## WHAT THE EXERCISE ASKS
Return every line of the records that contains the string "point". The match is case-sensitive.

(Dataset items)

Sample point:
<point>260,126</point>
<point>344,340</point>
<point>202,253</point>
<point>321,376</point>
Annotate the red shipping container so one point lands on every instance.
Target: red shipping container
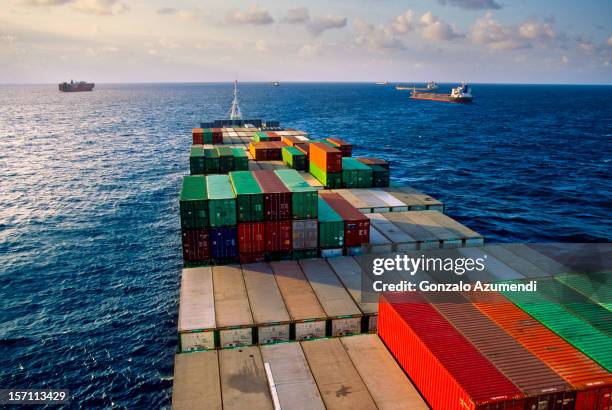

## COMPLETE ANSWER
Sample point:
<point>260,126</point>
<point>344,340</point>
<point>202,253</point>
<point>321,376</point>
Annotate the red shipping container so one point lands on every instance.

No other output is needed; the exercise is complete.